## Task requirements
Lines in the following data that contain the string "coordinates" are to be counted. Report only their number.

Extracted material below:

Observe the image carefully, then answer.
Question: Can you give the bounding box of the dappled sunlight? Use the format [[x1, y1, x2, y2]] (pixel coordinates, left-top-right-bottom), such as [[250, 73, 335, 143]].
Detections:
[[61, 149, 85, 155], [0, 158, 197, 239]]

End of Extracted material.
Extracted material below:

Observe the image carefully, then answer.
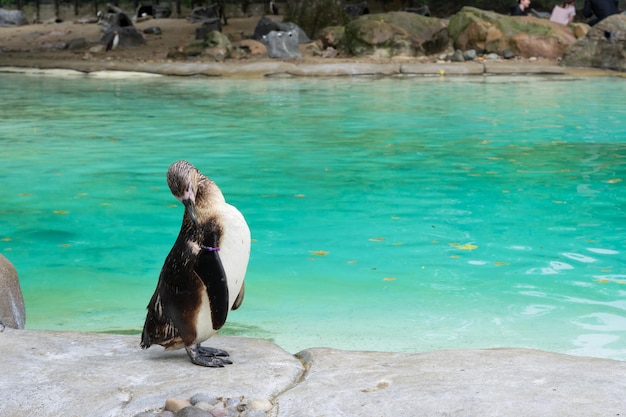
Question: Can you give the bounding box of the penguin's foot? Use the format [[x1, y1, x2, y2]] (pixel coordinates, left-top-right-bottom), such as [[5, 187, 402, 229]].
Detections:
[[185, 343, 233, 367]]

End of Extracted material.

## Exercise result
2